▸ Schriftliche Aufgabe 1: Gib aus dem Textauszug zur Lohntransparenz alles von „Weiters: Leistung kann“ bis hinunter zu „Selbstlosigkeit üben dürfen?“ wortgetreu aus.
▸ Schriftliche Aufgabe 2: Wen schützt laut dem Textauszug zur Lohntransparenz die Vertraulichkeit bei Gehaltsverhandlungen vor allem, und wovor?

▸ Textauszug:
Wenn das durchgeht, werden halt die Firmen einfach keine Frauen mehr einstellen! Wenn das durchgeht, werden in Zukunft nicht die benachteiligten Frauen mehr, sondern die bevorzugten Männer weniger verdienen. Angleichung nach unten. Die Firmen sind ja nicht blöd. So viel Aufregung. Und so überflüssig. Was wäre dabei, Gehälter nicht nur – wie gefordert – anonymisiert, sondern überhaupt offenzulegen?

Zunächst einmal: Die Vertraulichkeit bei Gehaltsverhandlungen schützt weniger den Lohnempfänger oder die Lohnempfängerin vor der Missgunst der übrigen Belegschaft als vielmehr die Firmenleitung davor, sich für ihre Lohn­politik rechtfertigen zu müssen. Das Besondere an angeblichen Sonderkonditionen kann ja auch sein, dass sie besonders schlecht sind. Das erfährt man aber nicht, wenn ­einem die Vergleichsmöglichkeiten fehlen.
Weiters: Leistung kann verglichen werden. Genau das ist im Prinzip die Ausgangsbasis von Gehaltsschemata. Welche Kriterien dabei ins Gewicht fallen und was für Maßstäbe angelegt werden sollen, ist diskutierbar, aber diskutieren kann man nur, wenn man konkret weiß, worüber.

Besser Verdienende, die aus einsehbaren Gründen besser verdienen, brauchen den Vergleich nicht zu scheuen. Und einer, der besser verdient, weil er halt geschickter verhandelt hat, müsste sich bloß die Frage gefallen lassen, ob das schon alles war, was er zu bieten hat(te). Dass kein Neid geschürt werden dürfe, mutet sonderbar an, schließlich geht es um Einkommensgerechtigkeit und nicht um fromme Tugenden. Keinen Neid schüren, was heißt denn das im Klartext? Alle, die für gute Leistung schlecht entlohnt werden, mögen sich damit zufriedengeben, dass sie sich in christlicher Selbstlosigkeit üben dürfen?

Dann werden halt keine Frauen mehr eingestellt! Eine kühne Behauptung. Inkludiert sie doch genau das, was angeblich gar nicht existiert: die selbstverständliche Voraussetzung, dass es weibliche Arbeitskräfte billiger zu geben hätten. Dass in Zeiten der Wirtschaftskrise eher mit Gehaltskürzungen für Männer zu rechnen ist als mit Gehaltserhöhungen für Frauen, mag eine berechtigte Befürchtung sein, ist aber kein Grund, an geschlechtsspezifischer Ungleichbezahlung festzuhalten. Ungleichbezahlung hält die Krise nämlich nicht auf.

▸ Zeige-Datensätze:
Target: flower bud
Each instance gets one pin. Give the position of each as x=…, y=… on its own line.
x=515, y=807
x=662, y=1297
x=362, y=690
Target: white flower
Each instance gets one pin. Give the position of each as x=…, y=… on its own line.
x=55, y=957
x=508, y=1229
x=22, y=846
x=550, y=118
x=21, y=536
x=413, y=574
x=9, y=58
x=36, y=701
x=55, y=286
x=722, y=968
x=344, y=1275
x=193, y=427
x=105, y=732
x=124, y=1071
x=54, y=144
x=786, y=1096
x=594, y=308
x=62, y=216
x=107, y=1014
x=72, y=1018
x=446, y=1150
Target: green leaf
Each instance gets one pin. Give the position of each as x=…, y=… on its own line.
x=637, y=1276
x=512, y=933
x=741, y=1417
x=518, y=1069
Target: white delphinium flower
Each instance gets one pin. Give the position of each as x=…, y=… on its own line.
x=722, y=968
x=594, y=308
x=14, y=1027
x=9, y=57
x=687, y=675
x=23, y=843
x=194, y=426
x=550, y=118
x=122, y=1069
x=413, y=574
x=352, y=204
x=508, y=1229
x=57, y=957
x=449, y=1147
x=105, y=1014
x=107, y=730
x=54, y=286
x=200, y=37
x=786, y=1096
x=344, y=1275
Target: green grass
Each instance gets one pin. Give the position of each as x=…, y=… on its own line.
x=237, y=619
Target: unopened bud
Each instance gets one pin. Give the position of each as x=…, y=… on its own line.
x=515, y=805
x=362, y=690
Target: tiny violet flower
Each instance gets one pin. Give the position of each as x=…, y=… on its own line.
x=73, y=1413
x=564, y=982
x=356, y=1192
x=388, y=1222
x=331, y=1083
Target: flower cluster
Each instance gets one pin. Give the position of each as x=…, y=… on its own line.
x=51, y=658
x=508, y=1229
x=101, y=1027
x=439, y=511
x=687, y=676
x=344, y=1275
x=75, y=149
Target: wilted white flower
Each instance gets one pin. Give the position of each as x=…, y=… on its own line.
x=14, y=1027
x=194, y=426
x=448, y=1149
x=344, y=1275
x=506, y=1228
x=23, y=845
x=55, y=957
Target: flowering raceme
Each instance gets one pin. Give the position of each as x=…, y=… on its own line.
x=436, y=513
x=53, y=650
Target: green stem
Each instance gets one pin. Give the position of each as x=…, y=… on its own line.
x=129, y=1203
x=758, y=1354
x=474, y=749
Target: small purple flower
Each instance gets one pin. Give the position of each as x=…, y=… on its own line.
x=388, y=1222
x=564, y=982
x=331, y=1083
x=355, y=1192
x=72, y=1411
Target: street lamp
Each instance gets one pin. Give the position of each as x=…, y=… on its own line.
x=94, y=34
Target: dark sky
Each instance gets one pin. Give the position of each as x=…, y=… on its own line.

▸ Ergebnis 1:
Weiters: Leistung kann verglichen werden. Genau das ist im Prinzip die Ausgangsbasis von Gehaltsschemata. Welche Kriterien dabei ins Gewicht fallen und was für Maßstäbe angelegt werden sollen, ist diskutierbar, aber diskutieren kann man nur, wenn man konkret weiß, worüber.

Besser Verdienende, die aus einsehbaren Gründen besser verdienen, brauchen den Vergleich nicht zu scheuen. Und einer, der besser verdient, weil er halt geschickter verhandelt hat, müsste sich bloß die Frage gefallen lassen, ob das schon alles war, was er zu bieten hat(te). Dass kein Neid geschürt werden dürfe, mutet sonderbar an, schließlich geht es um Einkommensgerechtigkeit und nicht um fromme Tugenden. Keinen Neid schüren, was heißt denn das im Klartext? Alle, die für gute Leistung schlecht entlohnt werden, mögen sich damit zufriedengeben, dass sie sich in christlicher Selbstlosigkeit üben dürfen?

▸ Ergebnis 2: Vor allem die Firmenleitung, und zwar davor, sich für ihre Lohnpolitik rechtfertigen zu müssen.